#### SUPPLIED TEXT

------------

Epithermal gold deposits form when superheated water percolates through pre existing fractures and porous areas of rock near the surface. Quartz forms in these cracks and fissures and the gold and metallic elements precipitate and migrate forming the ore and quartz matrix. The goldfield mines are all located along the outer edge of what is known as the Superstition Caldera. This outer edge is a highly fractured zone with faults running in a generally north south direction. This fracture zone is highly conducive to the formation of metallic ore deposits.

It was late 1891 when four prospectors, Orin and Orlando Merrill, C.R. Hakes and James Morse, discovered the workings of what they believed to be a placer deposit in a long wash known today as Weekes Wash. The dump of the placer digging was played out and no further placer ore could be located at the site so they moved on. In November of the following year (1892) following a terrific rain, James Morse was again in that same wash when he noticed the recent flood had washed the alluvial gravel in the wash down to the bedrock in several places. Upon checking these exposed places, he discovered a rich vein of gold embedded in quartz along the floor of the wash. He and his partners filed on the deposit and a gold rush to the area quickly ensued. The town of Goldfield sprang up on the site and by 1898 almost $1,500,000 worth of gold and silver had been taken out of Weekes wash.

------------

[Annotated coordinate rows]
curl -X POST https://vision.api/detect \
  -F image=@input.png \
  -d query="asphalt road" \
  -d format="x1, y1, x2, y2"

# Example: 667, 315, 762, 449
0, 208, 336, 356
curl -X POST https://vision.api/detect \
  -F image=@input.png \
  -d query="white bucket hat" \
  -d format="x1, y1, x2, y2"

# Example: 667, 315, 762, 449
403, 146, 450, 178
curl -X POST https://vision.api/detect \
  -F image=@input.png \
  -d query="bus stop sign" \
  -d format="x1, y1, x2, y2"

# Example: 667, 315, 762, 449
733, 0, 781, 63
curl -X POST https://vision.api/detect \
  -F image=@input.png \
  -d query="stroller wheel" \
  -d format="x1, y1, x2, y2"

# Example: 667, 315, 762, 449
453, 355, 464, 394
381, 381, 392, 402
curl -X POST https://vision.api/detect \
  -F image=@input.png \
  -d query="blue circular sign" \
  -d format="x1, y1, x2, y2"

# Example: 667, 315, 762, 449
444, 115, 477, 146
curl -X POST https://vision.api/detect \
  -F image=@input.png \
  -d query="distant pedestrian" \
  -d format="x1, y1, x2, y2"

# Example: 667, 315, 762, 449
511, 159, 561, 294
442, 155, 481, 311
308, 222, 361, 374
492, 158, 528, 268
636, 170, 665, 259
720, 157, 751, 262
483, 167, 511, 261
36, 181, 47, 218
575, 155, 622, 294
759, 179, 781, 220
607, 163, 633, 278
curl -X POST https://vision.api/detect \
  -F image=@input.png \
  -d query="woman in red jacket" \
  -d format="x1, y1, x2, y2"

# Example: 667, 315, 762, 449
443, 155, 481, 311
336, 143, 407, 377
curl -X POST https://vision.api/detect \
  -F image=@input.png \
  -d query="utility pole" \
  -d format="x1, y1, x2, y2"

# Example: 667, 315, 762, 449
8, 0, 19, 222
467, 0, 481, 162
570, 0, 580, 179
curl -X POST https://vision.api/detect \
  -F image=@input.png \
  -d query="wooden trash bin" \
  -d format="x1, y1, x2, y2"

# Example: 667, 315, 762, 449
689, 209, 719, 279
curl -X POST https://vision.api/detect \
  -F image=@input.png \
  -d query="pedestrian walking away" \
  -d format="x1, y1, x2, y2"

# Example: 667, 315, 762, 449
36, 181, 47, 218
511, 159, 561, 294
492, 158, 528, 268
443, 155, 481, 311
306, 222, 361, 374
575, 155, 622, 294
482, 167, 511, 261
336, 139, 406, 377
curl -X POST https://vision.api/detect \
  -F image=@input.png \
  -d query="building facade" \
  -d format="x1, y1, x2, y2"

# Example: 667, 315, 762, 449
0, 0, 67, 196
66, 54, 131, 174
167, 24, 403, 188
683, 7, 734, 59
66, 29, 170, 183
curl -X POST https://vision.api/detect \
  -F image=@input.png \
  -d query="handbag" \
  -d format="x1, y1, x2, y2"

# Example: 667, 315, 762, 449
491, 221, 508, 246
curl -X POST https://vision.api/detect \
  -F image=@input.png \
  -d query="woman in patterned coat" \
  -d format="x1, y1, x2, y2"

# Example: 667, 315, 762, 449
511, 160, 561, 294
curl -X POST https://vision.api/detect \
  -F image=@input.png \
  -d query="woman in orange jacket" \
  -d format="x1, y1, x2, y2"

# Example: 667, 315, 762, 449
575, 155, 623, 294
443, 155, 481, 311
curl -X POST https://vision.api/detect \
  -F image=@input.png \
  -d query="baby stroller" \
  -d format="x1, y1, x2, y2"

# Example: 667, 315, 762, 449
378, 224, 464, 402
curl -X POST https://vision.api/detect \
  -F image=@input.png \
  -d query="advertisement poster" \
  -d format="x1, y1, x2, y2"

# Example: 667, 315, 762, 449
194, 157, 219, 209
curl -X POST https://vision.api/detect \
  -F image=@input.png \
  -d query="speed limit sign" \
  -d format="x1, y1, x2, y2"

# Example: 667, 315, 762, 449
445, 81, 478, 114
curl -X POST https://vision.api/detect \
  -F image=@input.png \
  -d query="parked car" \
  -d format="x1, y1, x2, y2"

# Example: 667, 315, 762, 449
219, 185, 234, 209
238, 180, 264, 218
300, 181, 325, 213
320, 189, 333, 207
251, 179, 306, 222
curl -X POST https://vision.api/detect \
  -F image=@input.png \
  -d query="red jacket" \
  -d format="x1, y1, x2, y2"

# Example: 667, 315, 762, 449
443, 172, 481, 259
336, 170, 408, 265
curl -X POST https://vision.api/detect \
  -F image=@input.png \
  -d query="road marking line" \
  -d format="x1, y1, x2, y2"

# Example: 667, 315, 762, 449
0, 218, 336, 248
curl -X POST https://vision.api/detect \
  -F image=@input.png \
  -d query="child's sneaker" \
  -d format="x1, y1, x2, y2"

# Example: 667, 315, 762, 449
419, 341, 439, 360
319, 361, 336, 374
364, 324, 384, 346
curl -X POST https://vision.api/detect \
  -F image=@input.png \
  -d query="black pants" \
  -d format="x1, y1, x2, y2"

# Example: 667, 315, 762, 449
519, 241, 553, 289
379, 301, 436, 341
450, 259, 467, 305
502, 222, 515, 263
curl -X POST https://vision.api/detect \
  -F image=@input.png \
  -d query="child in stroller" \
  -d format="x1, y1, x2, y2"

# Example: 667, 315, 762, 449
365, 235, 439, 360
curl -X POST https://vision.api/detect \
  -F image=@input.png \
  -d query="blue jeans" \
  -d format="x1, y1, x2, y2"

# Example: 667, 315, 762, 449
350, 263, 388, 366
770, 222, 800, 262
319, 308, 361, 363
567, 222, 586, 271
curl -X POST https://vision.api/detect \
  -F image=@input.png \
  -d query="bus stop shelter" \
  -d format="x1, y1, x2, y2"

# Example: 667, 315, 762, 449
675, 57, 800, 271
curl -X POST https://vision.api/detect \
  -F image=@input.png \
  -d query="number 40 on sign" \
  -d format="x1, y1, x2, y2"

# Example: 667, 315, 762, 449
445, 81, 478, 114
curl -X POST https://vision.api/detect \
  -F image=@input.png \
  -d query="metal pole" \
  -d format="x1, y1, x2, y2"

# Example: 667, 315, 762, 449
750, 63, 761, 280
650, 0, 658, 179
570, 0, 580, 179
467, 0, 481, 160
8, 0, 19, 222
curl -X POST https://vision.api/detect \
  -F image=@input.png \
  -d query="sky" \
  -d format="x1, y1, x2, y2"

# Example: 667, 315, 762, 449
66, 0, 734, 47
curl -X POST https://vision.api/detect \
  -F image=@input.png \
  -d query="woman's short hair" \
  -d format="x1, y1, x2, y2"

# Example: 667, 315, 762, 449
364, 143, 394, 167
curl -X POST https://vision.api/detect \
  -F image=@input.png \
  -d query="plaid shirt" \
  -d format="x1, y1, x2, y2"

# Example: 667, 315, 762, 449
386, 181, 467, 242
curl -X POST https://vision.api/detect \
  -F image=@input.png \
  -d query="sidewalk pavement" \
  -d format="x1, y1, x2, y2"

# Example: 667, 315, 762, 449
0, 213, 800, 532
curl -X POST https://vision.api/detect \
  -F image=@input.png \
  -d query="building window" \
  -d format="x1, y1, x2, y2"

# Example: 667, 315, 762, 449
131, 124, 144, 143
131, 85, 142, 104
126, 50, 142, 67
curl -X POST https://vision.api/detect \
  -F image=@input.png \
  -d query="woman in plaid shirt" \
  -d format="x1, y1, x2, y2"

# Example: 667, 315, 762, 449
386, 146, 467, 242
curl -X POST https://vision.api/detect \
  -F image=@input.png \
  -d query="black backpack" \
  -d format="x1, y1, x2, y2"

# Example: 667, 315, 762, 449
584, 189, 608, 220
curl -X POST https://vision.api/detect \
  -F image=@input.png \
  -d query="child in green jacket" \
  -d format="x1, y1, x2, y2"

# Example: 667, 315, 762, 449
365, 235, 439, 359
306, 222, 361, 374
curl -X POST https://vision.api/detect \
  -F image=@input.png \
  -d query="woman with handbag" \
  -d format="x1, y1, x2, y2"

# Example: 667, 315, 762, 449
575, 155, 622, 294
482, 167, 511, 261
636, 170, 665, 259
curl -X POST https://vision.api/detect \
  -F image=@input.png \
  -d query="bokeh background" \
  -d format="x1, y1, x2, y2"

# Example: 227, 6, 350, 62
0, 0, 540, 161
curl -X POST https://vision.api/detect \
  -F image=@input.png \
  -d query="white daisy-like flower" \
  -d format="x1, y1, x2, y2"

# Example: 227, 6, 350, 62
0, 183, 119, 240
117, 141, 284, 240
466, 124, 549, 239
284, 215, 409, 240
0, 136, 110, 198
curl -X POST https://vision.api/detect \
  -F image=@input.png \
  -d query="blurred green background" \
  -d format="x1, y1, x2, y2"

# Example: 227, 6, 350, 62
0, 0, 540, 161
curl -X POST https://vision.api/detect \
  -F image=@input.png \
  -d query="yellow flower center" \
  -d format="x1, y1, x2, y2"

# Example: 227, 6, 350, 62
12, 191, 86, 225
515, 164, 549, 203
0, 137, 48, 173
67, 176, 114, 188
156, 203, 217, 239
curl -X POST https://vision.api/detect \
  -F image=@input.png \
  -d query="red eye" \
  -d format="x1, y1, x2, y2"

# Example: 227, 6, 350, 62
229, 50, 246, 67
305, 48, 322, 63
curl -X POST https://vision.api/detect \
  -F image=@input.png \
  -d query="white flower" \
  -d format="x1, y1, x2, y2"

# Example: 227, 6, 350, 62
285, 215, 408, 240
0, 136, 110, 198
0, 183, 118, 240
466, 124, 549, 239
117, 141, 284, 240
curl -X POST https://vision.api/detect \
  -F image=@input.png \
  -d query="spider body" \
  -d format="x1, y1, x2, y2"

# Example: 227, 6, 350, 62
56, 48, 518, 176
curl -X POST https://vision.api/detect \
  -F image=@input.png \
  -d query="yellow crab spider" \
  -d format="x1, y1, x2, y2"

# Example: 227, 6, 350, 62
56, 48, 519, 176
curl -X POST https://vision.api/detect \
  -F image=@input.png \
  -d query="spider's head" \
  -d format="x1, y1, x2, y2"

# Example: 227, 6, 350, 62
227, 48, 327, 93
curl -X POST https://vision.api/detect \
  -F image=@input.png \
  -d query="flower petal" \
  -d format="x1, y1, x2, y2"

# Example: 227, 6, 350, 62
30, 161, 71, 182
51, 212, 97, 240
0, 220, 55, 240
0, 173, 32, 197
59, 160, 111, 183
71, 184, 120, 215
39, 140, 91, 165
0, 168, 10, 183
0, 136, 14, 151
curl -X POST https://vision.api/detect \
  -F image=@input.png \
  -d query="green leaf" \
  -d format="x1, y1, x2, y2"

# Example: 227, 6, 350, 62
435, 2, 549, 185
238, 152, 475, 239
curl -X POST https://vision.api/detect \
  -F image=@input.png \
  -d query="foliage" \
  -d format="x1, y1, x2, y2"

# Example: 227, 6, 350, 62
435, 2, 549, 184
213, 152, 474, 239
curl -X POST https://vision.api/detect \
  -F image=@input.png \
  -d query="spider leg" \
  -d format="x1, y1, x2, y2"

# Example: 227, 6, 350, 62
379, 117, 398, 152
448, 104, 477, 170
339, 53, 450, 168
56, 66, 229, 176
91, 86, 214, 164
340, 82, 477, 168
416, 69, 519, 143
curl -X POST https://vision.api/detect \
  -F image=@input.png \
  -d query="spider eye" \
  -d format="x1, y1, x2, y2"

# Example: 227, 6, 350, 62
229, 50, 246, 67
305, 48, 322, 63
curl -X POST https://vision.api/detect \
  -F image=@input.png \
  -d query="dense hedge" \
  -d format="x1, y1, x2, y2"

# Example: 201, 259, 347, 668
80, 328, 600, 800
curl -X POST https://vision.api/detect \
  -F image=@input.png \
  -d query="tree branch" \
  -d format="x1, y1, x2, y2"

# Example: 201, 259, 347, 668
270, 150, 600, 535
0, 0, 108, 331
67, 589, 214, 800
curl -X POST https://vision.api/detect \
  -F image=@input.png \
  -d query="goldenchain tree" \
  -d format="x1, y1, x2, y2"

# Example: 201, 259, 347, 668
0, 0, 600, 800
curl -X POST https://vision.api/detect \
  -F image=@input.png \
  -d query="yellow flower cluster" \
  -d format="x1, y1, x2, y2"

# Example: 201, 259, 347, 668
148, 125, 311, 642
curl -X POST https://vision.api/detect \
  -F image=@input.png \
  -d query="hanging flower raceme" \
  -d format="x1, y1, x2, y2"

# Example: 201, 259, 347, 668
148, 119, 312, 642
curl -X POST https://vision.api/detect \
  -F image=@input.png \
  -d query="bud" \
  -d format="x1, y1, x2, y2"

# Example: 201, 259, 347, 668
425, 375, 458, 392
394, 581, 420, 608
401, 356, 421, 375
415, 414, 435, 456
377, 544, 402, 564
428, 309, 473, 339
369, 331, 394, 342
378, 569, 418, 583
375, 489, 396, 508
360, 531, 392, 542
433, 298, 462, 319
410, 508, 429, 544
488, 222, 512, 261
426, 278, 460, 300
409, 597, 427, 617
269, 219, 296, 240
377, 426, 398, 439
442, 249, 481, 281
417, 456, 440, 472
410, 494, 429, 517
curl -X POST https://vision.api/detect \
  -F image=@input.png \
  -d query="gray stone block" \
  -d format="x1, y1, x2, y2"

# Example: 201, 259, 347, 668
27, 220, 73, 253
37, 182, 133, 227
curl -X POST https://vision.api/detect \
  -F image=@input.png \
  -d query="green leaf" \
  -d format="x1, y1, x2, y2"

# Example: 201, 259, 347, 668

------------

#### EXERCISE SET
- 1) According to the Goldfield text, what did James Morse find along the floor of the wash after the November 1892 flood?
- 2) Return everything in the Goldfield text from "Epithermal gold deposits" down to "metallic ore deposits.".
- 3) Supply the next part of the Goldfield text, picking up after its final sentence.

#### RESULTS OF THE EXERCISE
- 1) A rich vein of gold embedded in quartz.

- 2)
Epithermal gold deposits form when superheated water percolates through pre existing fractures and porous areas of rock near the surface. Quartz forms in these cracks and fissures and the gold and metallic elements precipitate and migrate forming the ore and quartz matrix. The goldfield mines are all located along the outer edge of what is known as the Superstition Caldera. This outer edge is a highly fractured zone with faults running in a generally north south direction. This fracture zone is highly conducive to the formation of metallic ore deposits.

- 3)
The rich mines became worked out for the most part save for the Black Queen, Bull Dog, Mammoth and Old Wasp which suffered the fate of being flooded with ground water. In 1949, at the idle site of the Mammoth Mine, a mining engineer (Alfred Strong Lewis) was working for the mines owner, the Shumway brothers of Phoenix, when he discovered an enormous boulder covering a shaft and tunnel which had previously been overlooked in the mining activity. No record of this old shaft and tunnel could be found in the Mammoth Mine records which were some of the most exacting and detailed ever documented in Arizona. The boulder was placed there to conceal the entrance to the down shaft. The shaft and tunnel were of Spanish or Mexican origin, very small in comparison to the Mammoth excavations and was timbered with crudely cut iron wood logs which Lewis had analyzed, along with some other artifacts taken from the tunnel. The shaft went down about 50 feet and a tunnel of about 80 feet drifted with a rich vein of gold in quartz. Lewis formed a partnership with some friends after securing ownership of the mine from the Shumways. The partners took out about $50,000 worth of gold when they broke into an old tunnel of the Mammoth Mine dug in 1895 by the then owner, Charles Hall. Thus ended Lewiss brief but lucrative mining boom.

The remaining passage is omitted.